BEGIN

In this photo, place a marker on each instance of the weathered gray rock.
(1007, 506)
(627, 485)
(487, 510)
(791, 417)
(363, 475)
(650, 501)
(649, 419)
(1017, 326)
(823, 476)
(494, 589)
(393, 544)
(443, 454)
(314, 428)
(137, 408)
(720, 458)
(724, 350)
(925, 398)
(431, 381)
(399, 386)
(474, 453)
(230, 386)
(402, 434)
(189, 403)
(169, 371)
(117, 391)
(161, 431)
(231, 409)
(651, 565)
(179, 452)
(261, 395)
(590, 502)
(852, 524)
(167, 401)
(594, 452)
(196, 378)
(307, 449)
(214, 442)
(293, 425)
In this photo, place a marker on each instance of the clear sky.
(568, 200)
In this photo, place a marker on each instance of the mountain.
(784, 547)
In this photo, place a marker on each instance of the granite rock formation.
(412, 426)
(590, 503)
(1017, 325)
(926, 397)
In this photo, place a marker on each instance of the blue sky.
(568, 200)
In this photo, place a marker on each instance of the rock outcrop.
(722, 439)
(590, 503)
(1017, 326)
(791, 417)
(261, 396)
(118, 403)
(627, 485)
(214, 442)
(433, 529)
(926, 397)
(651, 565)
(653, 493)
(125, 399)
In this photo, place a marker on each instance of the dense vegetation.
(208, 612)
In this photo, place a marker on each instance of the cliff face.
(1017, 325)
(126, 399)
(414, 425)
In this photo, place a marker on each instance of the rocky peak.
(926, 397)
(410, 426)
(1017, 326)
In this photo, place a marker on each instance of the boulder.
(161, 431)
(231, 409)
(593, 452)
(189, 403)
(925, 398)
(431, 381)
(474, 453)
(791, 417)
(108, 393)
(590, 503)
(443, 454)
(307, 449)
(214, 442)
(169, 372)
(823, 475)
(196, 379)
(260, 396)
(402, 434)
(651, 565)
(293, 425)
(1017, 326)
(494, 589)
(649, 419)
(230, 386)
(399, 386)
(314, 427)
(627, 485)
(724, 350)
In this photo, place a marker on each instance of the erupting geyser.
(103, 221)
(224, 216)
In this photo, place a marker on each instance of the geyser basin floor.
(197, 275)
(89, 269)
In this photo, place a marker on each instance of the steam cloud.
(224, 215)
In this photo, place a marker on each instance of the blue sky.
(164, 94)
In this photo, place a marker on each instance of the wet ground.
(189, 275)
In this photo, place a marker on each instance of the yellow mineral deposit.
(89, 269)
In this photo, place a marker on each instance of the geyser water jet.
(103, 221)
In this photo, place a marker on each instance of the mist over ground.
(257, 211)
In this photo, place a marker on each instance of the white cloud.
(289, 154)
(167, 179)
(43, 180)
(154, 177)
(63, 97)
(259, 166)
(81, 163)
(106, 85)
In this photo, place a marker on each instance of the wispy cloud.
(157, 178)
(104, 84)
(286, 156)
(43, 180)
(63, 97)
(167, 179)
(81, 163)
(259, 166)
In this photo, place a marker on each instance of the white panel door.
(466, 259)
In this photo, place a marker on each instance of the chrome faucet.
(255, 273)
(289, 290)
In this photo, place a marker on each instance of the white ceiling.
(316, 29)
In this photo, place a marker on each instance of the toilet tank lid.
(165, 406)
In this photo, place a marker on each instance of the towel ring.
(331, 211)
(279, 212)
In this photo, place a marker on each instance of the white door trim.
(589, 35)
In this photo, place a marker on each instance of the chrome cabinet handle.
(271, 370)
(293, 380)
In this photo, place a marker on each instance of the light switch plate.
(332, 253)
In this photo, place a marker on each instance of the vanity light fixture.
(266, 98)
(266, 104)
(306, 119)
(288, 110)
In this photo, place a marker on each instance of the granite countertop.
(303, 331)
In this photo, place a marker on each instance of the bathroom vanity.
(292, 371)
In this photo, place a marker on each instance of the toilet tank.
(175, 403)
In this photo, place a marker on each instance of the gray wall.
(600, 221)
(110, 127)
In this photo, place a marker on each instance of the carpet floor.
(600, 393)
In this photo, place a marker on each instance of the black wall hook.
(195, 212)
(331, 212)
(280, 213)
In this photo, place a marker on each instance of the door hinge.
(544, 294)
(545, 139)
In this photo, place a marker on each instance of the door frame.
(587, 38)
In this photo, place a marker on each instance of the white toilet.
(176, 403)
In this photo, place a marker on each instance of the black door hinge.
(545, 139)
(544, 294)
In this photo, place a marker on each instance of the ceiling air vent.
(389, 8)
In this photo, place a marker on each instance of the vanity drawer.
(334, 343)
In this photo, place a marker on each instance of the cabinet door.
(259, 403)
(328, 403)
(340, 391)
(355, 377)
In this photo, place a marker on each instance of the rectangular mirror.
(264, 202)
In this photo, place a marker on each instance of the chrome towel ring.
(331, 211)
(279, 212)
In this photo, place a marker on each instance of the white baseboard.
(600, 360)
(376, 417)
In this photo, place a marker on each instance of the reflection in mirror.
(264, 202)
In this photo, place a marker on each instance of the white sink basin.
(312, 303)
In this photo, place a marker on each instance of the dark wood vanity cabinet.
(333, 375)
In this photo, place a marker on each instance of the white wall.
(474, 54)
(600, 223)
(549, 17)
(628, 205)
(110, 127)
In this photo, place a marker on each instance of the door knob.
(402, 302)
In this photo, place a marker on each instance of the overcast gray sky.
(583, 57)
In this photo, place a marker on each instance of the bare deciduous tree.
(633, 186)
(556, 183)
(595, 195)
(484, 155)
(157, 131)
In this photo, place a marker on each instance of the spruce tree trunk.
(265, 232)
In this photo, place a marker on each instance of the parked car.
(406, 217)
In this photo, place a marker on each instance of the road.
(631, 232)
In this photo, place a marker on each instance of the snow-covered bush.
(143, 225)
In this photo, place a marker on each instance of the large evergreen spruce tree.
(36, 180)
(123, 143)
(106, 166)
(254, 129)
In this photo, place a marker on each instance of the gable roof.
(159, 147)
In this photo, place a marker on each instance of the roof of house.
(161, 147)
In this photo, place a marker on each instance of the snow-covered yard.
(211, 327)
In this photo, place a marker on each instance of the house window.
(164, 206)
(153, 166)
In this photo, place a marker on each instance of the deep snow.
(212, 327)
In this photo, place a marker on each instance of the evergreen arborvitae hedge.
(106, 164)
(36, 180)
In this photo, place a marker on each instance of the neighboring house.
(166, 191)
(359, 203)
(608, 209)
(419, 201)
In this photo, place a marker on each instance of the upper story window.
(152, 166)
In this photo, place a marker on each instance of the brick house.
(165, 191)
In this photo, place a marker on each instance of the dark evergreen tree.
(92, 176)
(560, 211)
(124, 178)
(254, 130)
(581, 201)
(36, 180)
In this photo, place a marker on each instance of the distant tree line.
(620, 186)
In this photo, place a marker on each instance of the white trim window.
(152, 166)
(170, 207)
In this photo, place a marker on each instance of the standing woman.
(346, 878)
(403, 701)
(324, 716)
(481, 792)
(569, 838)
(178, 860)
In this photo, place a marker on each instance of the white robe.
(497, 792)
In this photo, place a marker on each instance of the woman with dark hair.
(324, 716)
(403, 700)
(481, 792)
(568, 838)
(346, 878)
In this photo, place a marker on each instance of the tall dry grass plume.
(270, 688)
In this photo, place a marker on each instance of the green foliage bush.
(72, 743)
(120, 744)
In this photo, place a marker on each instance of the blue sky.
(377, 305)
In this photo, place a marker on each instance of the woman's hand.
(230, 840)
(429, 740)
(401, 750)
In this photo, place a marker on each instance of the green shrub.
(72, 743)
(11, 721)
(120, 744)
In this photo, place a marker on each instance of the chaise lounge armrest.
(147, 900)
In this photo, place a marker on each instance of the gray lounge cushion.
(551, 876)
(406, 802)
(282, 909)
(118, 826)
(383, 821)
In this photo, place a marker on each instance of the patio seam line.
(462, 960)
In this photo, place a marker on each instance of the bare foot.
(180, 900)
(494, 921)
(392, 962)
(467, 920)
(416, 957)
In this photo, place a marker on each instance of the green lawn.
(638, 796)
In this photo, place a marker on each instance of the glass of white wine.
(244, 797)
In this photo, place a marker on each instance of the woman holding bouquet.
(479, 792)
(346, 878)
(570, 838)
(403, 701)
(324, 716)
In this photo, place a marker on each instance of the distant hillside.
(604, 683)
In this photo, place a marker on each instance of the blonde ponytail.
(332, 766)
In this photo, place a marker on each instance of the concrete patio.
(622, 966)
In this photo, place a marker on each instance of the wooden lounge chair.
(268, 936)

END

> **WHAT THIS TASK INVOLVES**
Give back the lines above exactly, from the one with "the green lawn." through the last line.

> **RESPONSE FOR THIS EXERCISE**
In this photo, place a marker on each instance of the green lawn.
(638, 796)
In this photo, place a marker on each instance of the glass of white wine.
(244, 797)
In this photo, place a marker on each instance of the woman holding bouquet.
(479, 792)
(346, 878)
(570, 838)
(403, 701)
(324, 716)
In this photo, place a marker on each instance of the distant hillside.
(604, 683)
In this photo, place a marker on each instance of the blonde ponytail.
(332, 766)
In this photo, place a marker on each instance of the concrete patio.
(622, 966)
In this photo, place a marker on each instance of the wooden lounge chair.
(268, 936)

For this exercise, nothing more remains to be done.